[What needs to be done]: Turn every line of the records below into a Markdown table with the columns Row and Line, numbering each row and skipping blank lines. Leave the pictures out of the table.

[Task material]:
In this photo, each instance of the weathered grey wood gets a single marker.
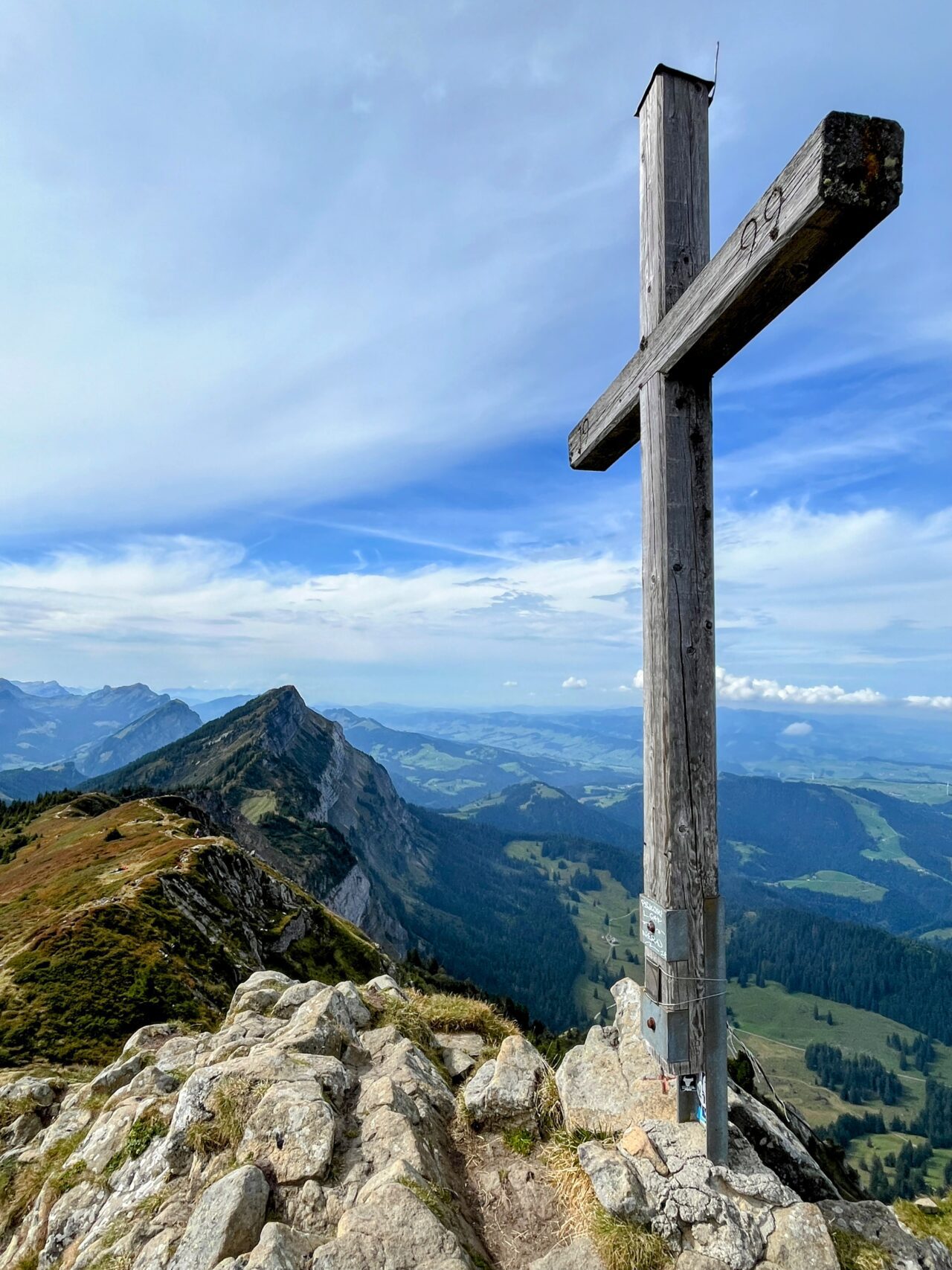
(844, 179)
(681, 832)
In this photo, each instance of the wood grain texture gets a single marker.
(681, 798)
(843, 181)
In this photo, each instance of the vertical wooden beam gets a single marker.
(681, 767)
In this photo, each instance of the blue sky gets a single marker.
(301, 300)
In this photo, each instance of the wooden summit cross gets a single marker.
(696, 314)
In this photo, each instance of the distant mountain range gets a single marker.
(45, 728)
(285, 783)
(803, 745)
(441, 772)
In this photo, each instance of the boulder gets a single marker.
(120, 1074)
(504, 1090)
(779, 1148)
(70, 1218)
(460, 1051)
(291, 1132)
(320, 1025)
(296, 996)
(260, 982)
(226, 1222)
(28, 1092)
(23, 1129)
(387, 986)
(357, 1011)
(150, 1036)
(724, 1212)
(280, 1248)
(393, 1231)
(601, 1095)
(880, 1225)
(800, 1239)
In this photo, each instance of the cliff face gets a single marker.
(287, 785)
(328, 1126)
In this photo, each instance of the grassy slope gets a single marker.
(776, 1025)
(94, 943)
(779, 1027)
(832, 883)
(614, 901)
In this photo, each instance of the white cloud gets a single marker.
(744, 687)
(167, 607)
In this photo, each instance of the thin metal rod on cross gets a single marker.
(696, 314)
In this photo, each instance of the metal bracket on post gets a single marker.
(664, 1030)
(664, 931)
(716, 1031)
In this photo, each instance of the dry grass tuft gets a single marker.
(549, 1105)
(621, 1245)
(445, 1011)
(855, 1252)
(233, 1103)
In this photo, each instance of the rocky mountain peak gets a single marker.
(285, 713)
(334, 1126)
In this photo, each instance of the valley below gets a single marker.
(517, 870)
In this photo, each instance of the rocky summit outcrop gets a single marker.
(334, 1126)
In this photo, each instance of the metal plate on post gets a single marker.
(653, 981)
(664, 930)
(664, 1030)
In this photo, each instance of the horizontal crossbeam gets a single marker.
(843, 181)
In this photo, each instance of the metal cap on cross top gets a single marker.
(696, 314)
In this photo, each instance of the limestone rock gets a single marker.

[The response]:
| Row | Line |
|---|---|
| 1 | In this photo, each instance of the weathered grey wood gets a single marker. |
| 2 | (844, 179) |
| 3 | (681, 832) |
| 4 | In this photo, each instance of the wood grain texture gets a single marker. |
| 5 | (681, 798) |
| 6 | (843, 181) |
| 7 | In this photo, each instance of the vertical wooden beam gets a single marker. |
| 8 | (681, 767) |
| 9 | In this photo, each instance of the blue sky gets a single marker. |
| 10 | (301, 300) |
| 11 | In this photo, each instance of the wooden summit cross gets a single marker. |
| 12 | (696, 314) |
| 13 | In this photo, each instance of the distant mountain range gets a single marker. |
| 14 | (45, 728) |
| 15 | (285, 783) |
| 16 | (803, 745) |
| 17 | (441, 772) |
| 18 | In this photo, each instance of the boulder gets a single marker. |
| 19 | (120, 1074) |
| 20 | (504, 1090) |
| 21 | (779, 1148) |
| 22 | (70, 1218) |
| 23 | (460, 1051) |
| 24 | (291, 1132) |
| 25 | (320, 1025) |
| 26 | (296, 996) |
| 27 | (260, 982) |
| 28 | (226, 1222) |
| 29 | (28, 1092) |
| 30 | (23, 1129) |
| 31 | (387, 986) |
| 32 | (357, 1011) |
| 33 | (150, 1036) |
| 34 | (724, 1212) |
| 35 | (280, 1248) |
| 36 | (393, 1231) |
| 37 | (601, 1095) |
| 38 | (880, 1225) |
| 39 | (800, 1239) |
| 40 | In this photo, each instance of the cliff face gets a single marker. |
| 41 | (287, 785) |
| 42 | (328, 1126) |
| 43 | In this photo, each instance of the grassy slope gets a single marker. |
| 44 | (776, 1025) |
| 45 | (94, 943) |
| 46 | (779, 1027) |
| 47 | (832, 883) |
| 48 | (614, 901) |
| 49 | In this photo, each instance of the white cloud gets a single marker. |
| 50 | (744, 687) |
| 51 | (167, 607) |
| 52 | In this photo, each instance of the thin metal rod on cross gets a single marker. |
| 53 | (696, 314) |
| 54 | In this photo, each instance of the metal bracket on post gets a single marker. |
| 55 | (664, 1030) |
| 56 | (664, 931) |
| 57 | (716, 1031) |
| 58 | In this photo, each instance of the dry grass tuft gets a single marker. |
| 59 | (549, 1105) |
| 60 | (621, 1245) |
| 61 | (445, 1011) |
| 62 | (855, 1252) |
| 63 | (233, 1103) |
| 64 | In this photo, each instance of the rocky mountain peak gets a single marker. |
| 65 | (285, 713) |
| 66 | (334, 1126) |
| 67 | In this photo, each instance of the valley below gets a single marker. |
| 68 | (517, 870) |
| 69 | In this photo, each instance of the rocky summit outcrop gets a single marker. |
| 70 | (334, 1126) |
| 71 | In this photo, each instance of the metal plate on post gets a single marker. |
| 72 | (653, 981) |
| 73 | (664, 930) |
| 74 | (664, 1030) |
| 75 | In this photo, each instance of the horizontal crossbeam gets a single marker. |
| 76 | (843, 181) |
| 77 | In this photo, each instance of the metal cap on cross top gets a single marker. |
| 78 | (696, 314) |
| 79 | In this photo, each instance of the limestone rock gets a single marker. |